───── TEXTO DE ORIGEM ─────
Opinião
Em 463 a.C., Ésquilo venceu o festival de teatro grego com a trilogia da
qual fazia parte a peça As Suplicantes, única a chegar até nós. A tragédia conta
a história de 50 mulheres egípcias que fogem para Argos em busca de proteção
contra a lei do Egito que as obrigara a casar contra a vontade delas. O rei de
Argos, Pelasgo, sabia que se aceitasse o pedido de asilo das estrangeiras,
haveria guerra, pois o Egito não relevaria tal afronta às suas leis e costumes.
Por outro lado, havia a tradição sagrada entre os gregos da hospitalidade,
prática que cultivavam como um símbolo de sua civilidade. Importante ainda
destacar que as suplicantes eram mulheres, negras e que adoravam outros deuses.
Isto é, diferentes em quase tudo dos gregos, mas iguais no direito à dignidade.
O rei então submete o pedido das egípcias aos cidadãos da cidade, que aprovam o
pedido de acolhimento por unanimidade. A vontade geral, mesmo diante do perigo
da guerra, não nega o que deve ser o direito de cada indivíduo, mesmo que de
outra terra, outro sexo, outra fé: viver de maneira digna e honrada.
Quase vinte e cinco séculos depois, deparamo-nos, diariamente, nos
gestos de muitos -- adultos, jovens e crianças – a negação da condição fundante
da comunidade ocidental: o respeito pela diferença. Nomes precisaram ser
inventados para delinear esse mal que nega ao indivíduo o direito de conviver:
racismo, xenofobia, machismo, etnocentrismo, gordofobia, capacitismo. E a lista
não para de aumentar.
Recentemente, a atriz Samara Fellipo sofreu no coração a violência
praticada contra sua filha, na escola onde ela estuda. A menina foi agredida
por causa de sua pele preta, porque outras adolescentes consideraram essa
diferença em relação às suas próprias peles uma autorização para o escárnio,
para a humilhação, a discriminação, o anátema. Jovens que devem ter conversado
previamente entre si e decidido causar um dano à colega por causa da sua cor da
pele, ainda mais destacada na escola particular da elite branca paulista.
Talvez acreditassem que a jovem filha da atriz não devesse estar ali, porque
esse lugar não lhe pertence, por ser um lugar de privilégio e privilégio é um
lugar branco. E fizeram o que fizeram, acreditando em outro privilégio tão
comum às elites nesse país que vive sob o manto fantasmagórico de trezentos
anos de escravidão: a impunidade.
───── REGISTROS DE DADOS ─────
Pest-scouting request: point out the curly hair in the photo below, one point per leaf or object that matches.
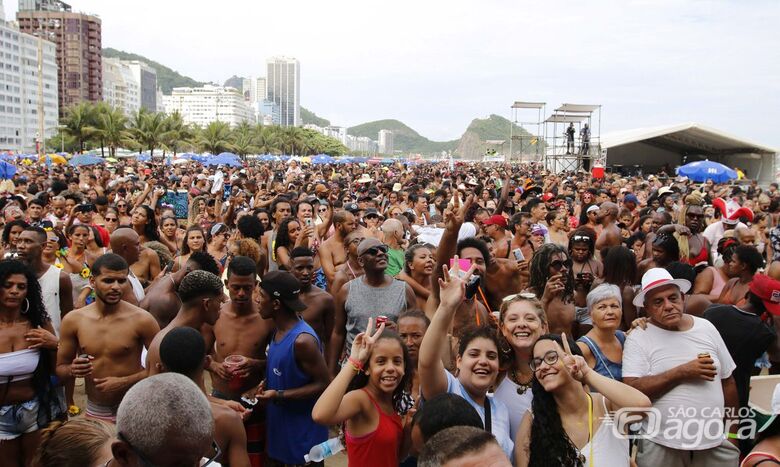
(540, 270)
(550, 445)
(37, 316)
(361, 379)
(150, 229)
(199, 283)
─────
LISTA DE TAREFAS:
1. Segundo o artigo de opinião, em que ano Ésquilo venceu o festival de teatro grego?
2. Liste todos os nomes que, segundo o artigo de opinião, precisaram ser inventados para delinear o mal que nega ao indivíduo o direito de conviver.
3. Continue o artigo de opinião sobre As Suplicantes e o respeito pela diferença, começando logo após a última frase.

RESPOSTAS POR TAREFA:
1. Em 463 a.C.

2. racismo, xenofobia, machismo, etnocentrismo, gordofobia, capacitismo

3.
A mãe, porém, não se intimidou e denunciou a escola e agora exige rigor
na punição. Creio que essa punição deva ser pedagógica e não “criminal”. Não é
uma solução tirar algo dessas adolescentes, mas dar-lhes o que lhes falta:
civilidade. E também para as famílias delas, porque é difícil imaginar que uma
distorção dessa gravidade na noção de indivíduo e de cidadão tenha sido obra
apenas da escola. Punir com a expulsão, por exemplo, implica negar a elas
aquilo para a qual a escola deveria estar preparada desde sempre: educar para a
vida comum. Expulsar e devolver para os pais decidirem o que fazer com as
agressoras pode ser um veneno ao invés de um remédio, pois não há garantia de
que os pais necessariamente repudiam o que as filhas fizeram. Afinal, como
saber de qual lugar saiu a primeira frase de preconceito racial, a primeira
piada – que os racistas insistem em travestir de “brincadeira”-- ou mesmo o
primeiro comentário sobre a cor preta da pele da menina que estuda com as
filhas.
O que deve ser exigido – e é hora de fazê-lo efetivamente – é lembrar, como afirma a filósofa Hannah Arendt, que educar não é apenas transmitir conhecimentos, mas assumir responsabilidades. E a responsabilidade por práticas como essas que atingiram a jovem filha da senhora Samara – e que se espalham em uma cruel teia de violência por escolas públicas e privadas de todo o país – é de cada um de nós, como foi do rei Pelasgo e do povo de Argos. Se para acabar com a discriminação, que permite troçar do corpo do outro como se fosse um brinquedo de madeira, for preciso enfrentar a guerra, que cavemos trincheiras e portemos as armas possíveis para vencer esse mal. Ou logo não poderemos mais olhar uns nos olhos dos outros.
Daniel Medeiros - doutor em Educação Histórica e professor no Curso Positivo.